- _WHAT IS ASKED_:
Type out the complete listing below word for word, without its pictures.

····················

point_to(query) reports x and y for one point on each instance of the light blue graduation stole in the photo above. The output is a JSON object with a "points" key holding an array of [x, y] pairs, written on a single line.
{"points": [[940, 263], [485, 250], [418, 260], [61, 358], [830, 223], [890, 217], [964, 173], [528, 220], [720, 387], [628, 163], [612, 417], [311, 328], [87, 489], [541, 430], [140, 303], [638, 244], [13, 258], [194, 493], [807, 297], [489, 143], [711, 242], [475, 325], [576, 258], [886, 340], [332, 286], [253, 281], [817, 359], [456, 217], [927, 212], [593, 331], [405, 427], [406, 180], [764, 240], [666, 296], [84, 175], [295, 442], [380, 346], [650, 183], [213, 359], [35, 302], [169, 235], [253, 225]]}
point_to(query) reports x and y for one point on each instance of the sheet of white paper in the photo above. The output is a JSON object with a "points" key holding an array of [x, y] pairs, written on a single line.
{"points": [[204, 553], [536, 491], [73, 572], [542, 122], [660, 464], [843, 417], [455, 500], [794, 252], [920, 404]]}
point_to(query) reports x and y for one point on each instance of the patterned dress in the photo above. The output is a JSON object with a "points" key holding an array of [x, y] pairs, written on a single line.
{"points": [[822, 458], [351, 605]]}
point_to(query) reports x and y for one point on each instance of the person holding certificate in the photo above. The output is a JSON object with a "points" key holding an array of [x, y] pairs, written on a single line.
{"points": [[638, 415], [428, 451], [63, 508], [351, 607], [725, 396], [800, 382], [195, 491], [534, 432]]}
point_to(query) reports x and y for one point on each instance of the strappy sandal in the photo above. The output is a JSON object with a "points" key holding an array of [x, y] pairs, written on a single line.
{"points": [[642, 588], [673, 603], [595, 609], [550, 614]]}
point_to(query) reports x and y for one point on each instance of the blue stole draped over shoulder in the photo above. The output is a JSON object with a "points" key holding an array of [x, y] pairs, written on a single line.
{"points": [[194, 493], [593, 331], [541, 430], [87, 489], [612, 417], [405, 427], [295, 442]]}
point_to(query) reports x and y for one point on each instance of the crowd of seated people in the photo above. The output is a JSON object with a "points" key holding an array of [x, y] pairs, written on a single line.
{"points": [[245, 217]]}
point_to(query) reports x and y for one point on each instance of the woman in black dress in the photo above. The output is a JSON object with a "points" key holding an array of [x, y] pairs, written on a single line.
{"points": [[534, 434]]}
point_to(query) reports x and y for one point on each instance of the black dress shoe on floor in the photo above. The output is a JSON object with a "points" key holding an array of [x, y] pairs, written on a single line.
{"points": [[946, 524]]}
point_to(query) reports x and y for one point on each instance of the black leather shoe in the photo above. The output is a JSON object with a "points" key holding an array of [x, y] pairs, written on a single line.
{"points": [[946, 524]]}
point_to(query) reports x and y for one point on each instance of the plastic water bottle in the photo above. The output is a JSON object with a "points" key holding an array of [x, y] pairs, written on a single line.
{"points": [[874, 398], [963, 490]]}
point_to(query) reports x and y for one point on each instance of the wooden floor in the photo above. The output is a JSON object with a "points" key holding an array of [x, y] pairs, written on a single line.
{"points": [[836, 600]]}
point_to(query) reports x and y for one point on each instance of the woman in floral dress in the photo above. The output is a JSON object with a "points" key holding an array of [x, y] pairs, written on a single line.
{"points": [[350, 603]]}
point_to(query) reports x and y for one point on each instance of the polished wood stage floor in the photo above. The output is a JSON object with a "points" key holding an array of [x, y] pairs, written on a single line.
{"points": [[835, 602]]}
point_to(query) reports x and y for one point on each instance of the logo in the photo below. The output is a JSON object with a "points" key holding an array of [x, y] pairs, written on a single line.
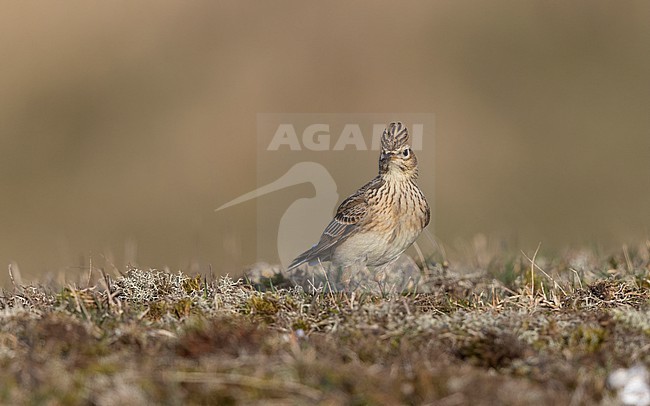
{"points": [[308, 163]]}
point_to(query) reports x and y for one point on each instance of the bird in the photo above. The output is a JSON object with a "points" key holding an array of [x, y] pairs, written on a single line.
{"points": [[378, 222]]}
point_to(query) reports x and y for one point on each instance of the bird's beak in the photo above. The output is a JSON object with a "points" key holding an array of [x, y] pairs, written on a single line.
{"points": [[384, 159]]}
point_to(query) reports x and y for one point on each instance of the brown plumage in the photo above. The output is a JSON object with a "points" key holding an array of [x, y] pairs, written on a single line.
{"points": [[380, 220]]}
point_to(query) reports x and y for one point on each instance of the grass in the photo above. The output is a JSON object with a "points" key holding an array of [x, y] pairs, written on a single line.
{"points": [[498, 328]]}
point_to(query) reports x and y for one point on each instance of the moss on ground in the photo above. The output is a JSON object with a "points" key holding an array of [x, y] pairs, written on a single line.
{"points": [[499, 330]]}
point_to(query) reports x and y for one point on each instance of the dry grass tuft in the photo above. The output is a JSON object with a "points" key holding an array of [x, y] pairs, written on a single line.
{"points": [[504, 329]]}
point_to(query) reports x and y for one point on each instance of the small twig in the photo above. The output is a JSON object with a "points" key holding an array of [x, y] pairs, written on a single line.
{"points": [[626, 253], [90, 271], [245, 381]]}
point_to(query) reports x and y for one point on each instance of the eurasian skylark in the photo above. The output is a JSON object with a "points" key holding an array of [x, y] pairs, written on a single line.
{"points": [[381, 220]]}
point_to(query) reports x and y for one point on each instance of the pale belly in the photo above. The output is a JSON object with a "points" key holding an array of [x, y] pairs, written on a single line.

····················

- _IN RESPONSE_:
point_to(query) reports x and y for one point on each instance of the light blue graduation stole in the photo above. The output is a JSON object with a "points" key holding an array of [x, y] pairs, written on a single line.
{"points": [[940, 263], [485, 250], [418, 260], [61, 358], [830, 223], [890, 217], [964, 173], [528, 220], [720, 387], [628, 163], [612, 417], [311, 328], [87, 489], [541, 430], [140, 303], [638, 244], [13, 258], [194, 493], [807, 297], [489, 143], [711, 242], [475, 325], [576, 258], [886, 340], [332, 286], [253, 281], [817, 359], [456, 217], [927, 212], [593, 331], [405, 427], [406, 180], [764, 240], [666, 296], [84, 175], [295, 442], [380, 346], [650, 183], [213, 359], [35, 302], [169, 235], [253, 225]]}
point_to(query) reports x and y for one point on each instance of the sheet of white paper in the photo above. The output is a JSON object with a "points" key holding an array of [x, y] pairs, written on a single line.
{"points": [[204, 553], [536, 491], [73, 572], [542, 122], [660, 464], [843, 417], [455, 500], [794, 252], [920, 404]]}
point_to(query) reports x and y for one point on each instance of the patterned dress in the photo above. The output is a JSON object with a "points" key holding an array of [x, y] pairs, written on a single line.
{"points": [[822, 458], [351, 605]]}
point_to(query) reports x and y for one point on each instance of the person holding certificate in the photo above. The output is a JSON object with a "points" key holding an array of [x, y] pairs, written on a single line.
{"points": [[638, 415], [428, 451], [63, 508], [351, 607], [725, 396], [800, 382], [195, 491], [534, 432]]}
point_to(query) reports x and y for one point on each instance of the strappy sandal in the photo above. The output is a JSON object with a "points" key holding an array of [x, y] pairs, written on a single line.
{"points": [[642, 588], [673, 603], [595, 609], [550, 614]]}
point_to(query) reports x and y for one point on each instance of the blue stole draped over shoulder in the photo above. The output is a JSON object with a "points" key holding an array of [x, y] pairs, written on a single line.
{"points": [[194, 493], [593, 331], [541, 430], [87, 489], [612, 417], [405, 427], [295, 442]]}
point_to(query) reports x and y for one point on each instance of the crowd of seated people in the photo above. The output is a JSON object with a "points" key holding an array of [x, y] pairs, written on a single line.
{"points": [[245, 217]]}
point_to(query) reports x and y for one point on each instance of the woman in black dress in the photo above. The output is a JSON object with a "points" key holding an array of [x, y] pairs, written on a single line.
{"points": [[534, 434]]}
point_to(query) reports x and y for one point on each instance of the black dress shoe on floor in the photo above. The output is a JSON object with a "points" key holding an array of [x, y] pairs, written on a single line.
{"points": [[946, 524]]}
point_to(query) reports x and y for one point on each instance of the black leather shoe in the photo above. The output is a JSON object with a "points" key holding an array of [x, y] pairs, written on a single line.
{"points": [[946, 524]]}
point_to(query) reports x and y for one point on each instance of the plastic water bottle in the photo above. The output is a JSON object with a "points" key holding an array of [x, y] pairs, written on a single line.
{"points": [[874, 398], [963, 490]]}
point_to(query) reports x and y for one point on each instance of the wooden floor in the photo above. The output is a JSON object with a "points" key holding an array of [x, y] pairs, written on a single line.
{"points": [[836, 600]]}
point_to(query) reports x and y for one point on each instance of the woman in floral dress in the photo above. The output is a JSON object with a "points" key holding an array of [x, y] pairs, written on a single line.
{"points": [[350, 603]]}
point_to(query) reports x and y for one point on each instance of the polished wood stage floor in the photo above. The output is a JSON object with a "points" key holding an array of [x, y] pairs, written on a single line.
{"points": [[835, 602]]}
point_to(query) reports x and y for one point on each instance of the logo in the photo below. The output is a JSON object with a "points" key holding an array of [x, y] pairs, written on a single line.
{"points": [[308, 163]]}
point_to(query) reports x and y for one point on each instance of the bird in the photo above. The output is a JSON object with a "points" key holding an array of [x, y] pairs, written on a single line.
{"points": [[378, 222]]}
point_to(query) reports x and y for one point on each instance of the bird's beak in the photo above. The output is a JSON object with a "points" key holding an array of [x, y] pairs, written on a single line.
{"points": [[384, 159]]}
point_to(query) reports x and y for one point on each instance of the brown plumage in the photo above. The output is a JSON object with a "points" key holding an array of [x, y] pairs, written on a single line.
{"points": [[380, 220]]}
point_to(query) reports x and y for one point on each instance of the grass in the photo above. The output is a JSON object with a "points" key holding an array of [x, y] pairs, written on a single line.
{"points": [[498, 328]]}
point_to(query) reports x and y for one point on each instance of the moss on ground in the photo above. The output is a JSON object with a "points" key holding an array of [x, y] pairs, written on a single line.
{"points": [[499, 330]]}
point_to(query) reports x and y for one point on each instance of the dry grass tuft in the photo above. The output is a JSON object with a "points" key holding an array of [x, y] pairs, written on a single line.
{"points": [[504, 329]]}
point_to(query) reports x and y for one point on each instance of the small twig in the photo above. The output is a JSON object with a "points" key holding an array of [x, y] pairs, written on a single line.
{"points": [[626, 253], [90, 271], [245, 381]]}
point_to(query) reports x and y for one point on each instance of the eurasian skylark in the photo above. The output is a JSON object with a "points" key holding an array of [x, y] pairs, written on a single line.
{"points": [[381, 220]]}
point_to(query) reports x and y for one point on each instance of the pale belly in the photo above. The output is a JSON object with a "points" key holding an array of [x, y] pairs, written on a single line.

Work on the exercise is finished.